→ TASK OBJECTIVE:
Retype all of the entries below word for word, with every line unchanged.

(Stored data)
□ □ □ □ □ □ □

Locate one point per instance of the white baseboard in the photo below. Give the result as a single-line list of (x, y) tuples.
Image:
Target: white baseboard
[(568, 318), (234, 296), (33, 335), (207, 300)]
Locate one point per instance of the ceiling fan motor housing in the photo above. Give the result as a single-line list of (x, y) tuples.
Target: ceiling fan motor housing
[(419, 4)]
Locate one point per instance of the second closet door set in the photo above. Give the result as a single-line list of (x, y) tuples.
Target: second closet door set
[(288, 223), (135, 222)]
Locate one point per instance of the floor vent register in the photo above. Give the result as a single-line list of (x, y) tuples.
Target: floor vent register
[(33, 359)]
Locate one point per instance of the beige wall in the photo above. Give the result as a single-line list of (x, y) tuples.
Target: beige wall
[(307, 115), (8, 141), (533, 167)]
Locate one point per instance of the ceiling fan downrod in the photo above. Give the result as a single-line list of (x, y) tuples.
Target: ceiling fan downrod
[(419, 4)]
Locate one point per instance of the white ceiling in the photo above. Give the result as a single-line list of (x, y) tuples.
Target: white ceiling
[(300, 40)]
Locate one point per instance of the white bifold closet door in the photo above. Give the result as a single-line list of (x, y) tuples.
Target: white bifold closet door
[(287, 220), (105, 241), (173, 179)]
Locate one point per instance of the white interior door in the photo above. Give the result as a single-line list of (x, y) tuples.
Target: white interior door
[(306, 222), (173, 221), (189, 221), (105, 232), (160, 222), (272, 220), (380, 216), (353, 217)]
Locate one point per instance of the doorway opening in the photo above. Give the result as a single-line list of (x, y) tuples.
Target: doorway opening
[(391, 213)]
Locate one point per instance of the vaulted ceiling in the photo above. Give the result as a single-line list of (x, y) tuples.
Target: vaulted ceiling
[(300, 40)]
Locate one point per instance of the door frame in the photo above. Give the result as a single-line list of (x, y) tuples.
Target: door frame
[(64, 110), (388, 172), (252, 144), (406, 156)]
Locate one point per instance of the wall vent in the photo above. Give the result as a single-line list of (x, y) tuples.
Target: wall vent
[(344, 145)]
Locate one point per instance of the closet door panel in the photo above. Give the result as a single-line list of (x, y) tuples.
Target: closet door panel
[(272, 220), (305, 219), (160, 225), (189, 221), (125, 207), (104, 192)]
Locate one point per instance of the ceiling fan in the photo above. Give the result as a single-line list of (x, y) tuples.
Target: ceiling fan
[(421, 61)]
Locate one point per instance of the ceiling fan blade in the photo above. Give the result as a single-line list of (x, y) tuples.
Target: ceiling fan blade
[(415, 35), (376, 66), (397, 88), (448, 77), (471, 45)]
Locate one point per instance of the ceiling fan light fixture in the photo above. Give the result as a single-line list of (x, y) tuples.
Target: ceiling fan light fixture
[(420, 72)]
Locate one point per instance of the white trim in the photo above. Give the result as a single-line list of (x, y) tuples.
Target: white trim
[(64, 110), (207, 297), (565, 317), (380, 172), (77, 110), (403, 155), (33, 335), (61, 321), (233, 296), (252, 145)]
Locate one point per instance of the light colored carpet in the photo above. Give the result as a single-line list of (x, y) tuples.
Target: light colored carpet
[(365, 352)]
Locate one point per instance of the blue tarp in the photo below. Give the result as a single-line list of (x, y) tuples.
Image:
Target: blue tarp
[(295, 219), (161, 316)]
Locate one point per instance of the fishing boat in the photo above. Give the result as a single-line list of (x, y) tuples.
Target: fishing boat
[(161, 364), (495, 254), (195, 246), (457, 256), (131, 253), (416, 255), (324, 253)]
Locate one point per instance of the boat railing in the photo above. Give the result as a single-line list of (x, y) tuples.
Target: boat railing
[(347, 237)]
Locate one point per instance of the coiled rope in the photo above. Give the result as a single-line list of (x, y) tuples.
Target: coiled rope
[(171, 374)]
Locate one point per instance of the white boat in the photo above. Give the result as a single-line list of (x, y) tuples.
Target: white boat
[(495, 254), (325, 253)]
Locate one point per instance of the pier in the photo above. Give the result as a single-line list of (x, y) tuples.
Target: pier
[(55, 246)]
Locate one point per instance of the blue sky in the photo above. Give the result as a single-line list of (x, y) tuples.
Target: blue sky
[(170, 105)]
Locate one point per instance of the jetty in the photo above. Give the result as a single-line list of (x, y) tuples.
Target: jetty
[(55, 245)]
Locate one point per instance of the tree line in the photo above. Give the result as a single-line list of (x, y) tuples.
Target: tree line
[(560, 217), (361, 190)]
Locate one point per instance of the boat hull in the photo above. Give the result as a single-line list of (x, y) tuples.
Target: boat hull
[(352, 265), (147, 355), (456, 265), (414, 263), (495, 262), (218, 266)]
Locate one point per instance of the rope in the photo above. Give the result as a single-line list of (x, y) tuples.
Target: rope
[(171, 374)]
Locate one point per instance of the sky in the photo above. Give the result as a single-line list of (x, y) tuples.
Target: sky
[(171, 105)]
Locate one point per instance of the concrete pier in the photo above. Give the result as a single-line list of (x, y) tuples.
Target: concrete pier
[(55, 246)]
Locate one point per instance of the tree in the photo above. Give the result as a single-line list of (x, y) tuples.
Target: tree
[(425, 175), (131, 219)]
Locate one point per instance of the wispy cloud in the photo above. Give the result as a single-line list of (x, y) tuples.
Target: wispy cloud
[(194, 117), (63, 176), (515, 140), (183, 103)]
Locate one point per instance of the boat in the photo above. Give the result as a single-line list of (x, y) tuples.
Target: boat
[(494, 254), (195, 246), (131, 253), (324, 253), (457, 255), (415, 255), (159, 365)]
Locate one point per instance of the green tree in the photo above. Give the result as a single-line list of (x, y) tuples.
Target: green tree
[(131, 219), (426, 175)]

□ □ □ □ □ □ □

→ RESPONSE TO THE EXERCISE:
Locate one point per instance of the white baseboard in the photo below. Give the result as a single-line list of (x, y) tuples.
Image:
Target: white baseboard
[(568, 318), (234, 296), (33, 335), (207, 300)]
Locate one point per instance of the ceiling fan motor housing in the photo above. Give the result as a single-line list of (x, y) tuples.
Target: ceiling fan motor housing
[(419, 4)]
Locate one point per instance of the second closet door set in the photo above. Give the result as a single-line list of (x, y) tuples.
Target: second closet door set
[(288, 223), (135, 222)]
Locate one point per instance of the floor vent register in the photo above. Give the result as a single-line list of (x, y) tuples.
Target: floor vent register
[(33, 359)]
Locate one point per instance of the beige wall in the photo above. Give the result as a single-line list of (x, y) tuples.
Target: beige wall
[(307, 115), (8, 141), (533, 167)]
Locate one point per instance of the ceiling fan downrod in the photo above. Give the result as a single-line list of (x, y) tuples.
Target: ceiling fan downrod
[(419, 4)]
Locate one point per instance of the white ceiling in the photo above. Give the result as a single-line list of (x, y) tuples.
Target: white ceiling
[(300, 40)]
Locate one point per instance of the white bifold closet door in the photo above. Give the result as a single-line list of (x, y) tuples.
Target: white bifold closet door
[(287, 220), (105, 241), (173, 179)]
Locate one point per instance of the white interior door in the photo above. Give the result as a single-line list of (x, y) tuples.
Target: white interior door
[(306, 222), (173, 221), (189, 221), (105, 232), (160, 222), (272, 220), (380, 216), (353, 217)]
Locate one point per instance of the doorway opening in the photo above. Give the result as a single-line list of (x, y) tuples.
Target: doorway opening
[(391, 213)]
Locate one point per instance of the vaulted ceiling in the photo above. Give the result as a single-line list of (x, y) tuples.
Target: vaulted ceiling
[(300, 40)]
Locate one point per instance of the door frame in the photo above. Give the result as a single-line list of (x, y) tuples.
Target: door frame
[(64, 110), (388, 172), (252, 144), (406, 156)]
Locate one point per instance of the wall vent in the photo above. Give the result as a single-line list of (x, y) tuples.
Target: wall vent
[(344, 145)]
Locate one point per instance of the closet door panel in the photo above. Give the result as a single-line list of (x, y) tuples.
Target: closet door panel
[(272, 220), (305, 219), (160, 225), (189, 221), (125, 207), (104, 192)]
Locate one point per instance of the ceiling fan in the photo above. Give the result as a single-line list of (x, y) tuples.
Target: ceiling fan
[(421, 61)]
Locate one point per instance of the ceiling fan blade in the photo above. Give the result as a single-line list of (x, y) tuples.
Target: ceiling fan blade
[(415, 35), (376, 66), (397, 88), (448, 77), (471, 45)]
Locate one point per instance of the ceiling fan light fixture in the photo above. Give the result as a single-line list of (x, y) tuples.
Target: ceiling fan light fixture
[(420, 72)]
Locate one point per instance of the white trim in the photo above. Give the result as a single-line list of (x, y) tuples.
Target: white trim
[(64, 110), (207, 297), (565, 317), (380, 172), (77, 110), (403, 155), (33, 335), (61, 321), (233, 296), (252, 145)]
Locate one point per instance of the light colored carpet in the photo above. Give the result as a single-line list of (x, y) tuples.
Target: light colored carpet
[(365, 352)]
Locate one point per instance of the blue tarp in the photo below. Give the result as a single-line list of (x, y) tuples.
Image:
Target: blue tarp
[(295, 219), (161, 316)]
Locate one point per instance of the fishing boat in the photo above. Give the result as a single-line list of (x, y) tuples.
Target: fishing boat
[(161, 364), (495, 254), (195, 246), (457, 256), (131, 253), (416, 255), (324, 253)]
Locate one point per instance of the boat railing in the photo above. Give the result as a single-line list of (x, y) tuples.
Target: boat railing
[(347, 237)]
Locate one point per instance of the coiled rope in the photo above. Give the result as a single-line list of (x, y) tuples.
Target: coiled rope
[(171, 374)]
Locate one point per instance of the white boat in the photo above. Give the result as a single-line list of (x, y) tuples.
Target: white boat
[(495, 254), (325, 253)]
Locate one point per instance of the pier in the photo above. Give the result as a single-line list of (x, y) tuples.
Target: pier
[(55, 246)]
Locate one point per instance of the blue sky in the photo above. Give the result as a single-line list of (x, y) tuples.
Target: blue sky
[(170, 105)]
Locate one point per instance of the jetty in the photo above. Give the result as a single-line list of (x, y) tuples.
Target: jetty
[(55, 245)]
Locate one point per instance of the tree line in the photo above. Give the result as a single-line list of (x, y) tuples.
Target: tree line
[(560, 217), (361, 190)]
Locate one point per instance of the boat hull in the photo above. Give the result as a single-line list of (x, y) tuples.
Target: boat hull
[(352, 265), (147, 355), (456, 265), (414, 263), (495, 262), (218, 266)]
Locate one point per instance of the rope in the photo above. Give the result as a single-line list of (x, y) tuples.
Target: rope
[(171, 374)]
Locate one point per instance of the sky in the photo above. Give the result as a single-line list of (x, y) tuples.
Target: sky
[(171, 105)]
Locate one point per instance of the concrete pier in the photo above. Give the result as a single-line list of (x, y) tuples.
Target: concrete pier
[(55, 246)]
Locate one point per instance of the tree in the photo above. Give the result as a single-line list of (x, y) tuples.
Target: tree
[(425, 175), (131, 219)]
Locate one point per instance of the wispy cloud in the photo above. Give the result as a single-line list of (x, y) tuples.
Target: wispy cloud
[(194, 117), (63, 176), (515, 140), (183, 103)]
Locate one point per instance of the boat in the photo above. Give the result as a single-line list of (x, y) tuples.
Target: boat
[(494, 254), (195, 246), (131, 253), (324, 253), (457, 255), (415, 255), (159, 365)]
Locate one point per instance of the green tree in the photo above. Give the result as a single-line list of (x, y) tuples.
Target: green tree
[(131, 219), (426, 175)]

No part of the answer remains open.